Given two sorted arrays nums1 and nums2 of size m and n respectively, return the median of the two sorted arrays. The overall run time complexity should be O(\log(m+n)).

Visual Representation

nums1: [1, 3], nums2: [2] Merged Sorted View: [ 1, 2, 3 ] ^ Median = 2.0 Partition View (Optimal): nums1: [ 1 | 3 ] nums2: [ 2 | ] Left Side: {1, 2}, Right Side: {3} Median = Max(Left) = 2.0
Hard

Examples

Input: nums1 = [1,3], nums2 = [2]
Output: 2.00000

merged array = [1,2,3] and median is 2.

Approach 1

Level I: Brute Force (Merge Sort Style)

Intuition

Merge the two sorted arrays into a single sorted array and find the middle element(s).

Use the merge step from Merge Sort to combine the two arrays into one of size m+n. Calculate the median from the result.

> GIVEN RECORDS

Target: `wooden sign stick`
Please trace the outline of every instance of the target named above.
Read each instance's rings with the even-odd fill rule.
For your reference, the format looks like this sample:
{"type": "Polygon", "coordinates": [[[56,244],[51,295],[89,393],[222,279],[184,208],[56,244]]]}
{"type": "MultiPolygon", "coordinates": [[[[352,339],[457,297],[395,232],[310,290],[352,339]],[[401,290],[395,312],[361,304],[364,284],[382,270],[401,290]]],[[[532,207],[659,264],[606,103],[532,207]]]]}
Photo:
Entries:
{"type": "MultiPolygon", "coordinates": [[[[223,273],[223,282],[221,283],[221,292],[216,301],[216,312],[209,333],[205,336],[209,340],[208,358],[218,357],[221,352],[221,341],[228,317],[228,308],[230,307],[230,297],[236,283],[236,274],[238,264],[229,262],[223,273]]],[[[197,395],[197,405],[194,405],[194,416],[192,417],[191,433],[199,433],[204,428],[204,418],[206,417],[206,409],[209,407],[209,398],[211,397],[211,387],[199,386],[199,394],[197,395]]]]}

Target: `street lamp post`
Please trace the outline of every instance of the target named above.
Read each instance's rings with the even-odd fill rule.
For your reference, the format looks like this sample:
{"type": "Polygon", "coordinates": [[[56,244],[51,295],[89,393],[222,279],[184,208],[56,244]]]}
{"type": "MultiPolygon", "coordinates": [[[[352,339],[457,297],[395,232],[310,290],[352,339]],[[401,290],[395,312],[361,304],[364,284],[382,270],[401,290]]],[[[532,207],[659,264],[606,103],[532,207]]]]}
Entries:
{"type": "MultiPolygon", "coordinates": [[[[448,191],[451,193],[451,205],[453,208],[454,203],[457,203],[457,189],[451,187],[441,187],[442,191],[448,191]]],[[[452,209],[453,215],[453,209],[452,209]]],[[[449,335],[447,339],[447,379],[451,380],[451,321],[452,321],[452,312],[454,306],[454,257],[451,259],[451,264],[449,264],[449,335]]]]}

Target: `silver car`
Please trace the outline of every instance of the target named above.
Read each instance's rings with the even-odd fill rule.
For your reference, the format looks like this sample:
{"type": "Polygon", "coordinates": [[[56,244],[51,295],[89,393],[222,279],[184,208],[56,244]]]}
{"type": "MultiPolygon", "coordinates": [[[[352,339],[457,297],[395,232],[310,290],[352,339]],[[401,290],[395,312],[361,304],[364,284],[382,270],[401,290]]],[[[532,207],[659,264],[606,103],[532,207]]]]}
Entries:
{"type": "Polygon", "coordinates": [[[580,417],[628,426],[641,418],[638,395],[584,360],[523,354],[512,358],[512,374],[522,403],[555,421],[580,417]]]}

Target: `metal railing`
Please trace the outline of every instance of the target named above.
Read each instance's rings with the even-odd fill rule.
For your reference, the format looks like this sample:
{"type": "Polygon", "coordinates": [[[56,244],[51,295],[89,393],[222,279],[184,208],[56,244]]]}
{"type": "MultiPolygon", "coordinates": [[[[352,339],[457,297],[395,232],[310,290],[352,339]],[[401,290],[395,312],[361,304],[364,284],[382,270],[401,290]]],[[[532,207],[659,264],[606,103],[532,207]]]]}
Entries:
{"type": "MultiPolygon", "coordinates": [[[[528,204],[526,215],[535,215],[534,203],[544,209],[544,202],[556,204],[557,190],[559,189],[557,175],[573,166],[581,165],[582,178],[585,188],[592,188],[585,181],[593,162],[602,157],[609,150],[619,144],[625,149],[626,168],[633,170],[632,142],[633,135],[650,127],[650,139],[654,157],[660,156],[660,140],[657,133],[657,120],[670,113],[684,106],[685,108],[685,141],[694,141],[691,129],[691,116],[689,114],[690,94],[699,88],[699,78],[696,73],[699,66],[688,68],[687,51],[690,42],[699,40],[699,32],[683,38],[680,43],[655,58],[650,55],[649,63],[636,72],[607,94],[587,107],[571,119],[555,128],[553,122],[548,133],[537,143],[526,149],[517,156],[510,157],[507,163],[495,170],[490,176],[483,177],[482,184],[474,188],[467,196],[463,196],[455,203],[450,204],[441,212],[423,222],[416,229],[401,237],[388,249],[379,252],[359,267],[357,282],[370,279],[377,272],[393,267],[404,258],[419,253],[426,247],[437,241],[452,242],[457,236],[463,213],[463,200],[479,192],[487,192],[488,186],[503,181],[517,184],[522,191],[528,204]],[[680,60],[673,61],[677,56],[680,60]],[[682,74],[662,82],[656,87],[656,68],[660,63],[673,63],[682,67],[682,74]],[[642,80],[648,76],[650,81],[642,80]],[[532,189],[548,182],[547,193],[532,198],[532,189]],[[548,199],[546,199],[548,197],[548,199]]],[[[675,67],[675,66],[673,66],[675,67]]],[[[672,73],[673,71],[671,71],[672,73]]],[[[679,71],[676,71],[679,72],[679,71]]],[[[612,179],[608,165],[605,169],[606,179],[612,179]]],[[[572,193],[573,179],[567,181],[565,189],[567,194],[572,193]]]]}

> REQUIREMENTS
• a. Please translate this sentence from the median-of-two-arrays text into Spanish: "Merge the two sorted arrays into a single sorted array and find the middle element(s)."
• b. For each statement, answer yes or no according to the median-of-two-arrays text, and quote the words that decide it. (i) The problem is rated Hard. (ii) In the example with nums1 = [1,3] and nums2 = [2], the median is 3. (iii) The brute-force approach combines the two arrays into one of size m+n.

> ANSWER LIST
• a. Fusiona los dos arreglos ordenados en un solo arreglo ordenado y encuentra el elemento o los elementos centrales.

• b.
(i) Yes: "Hard"
(ii) No: "merged array = [1,2,3] and median is 2."
(iii) Yes: "Use the merge step from Merge Sort to combine the two arrays into one of size m+n."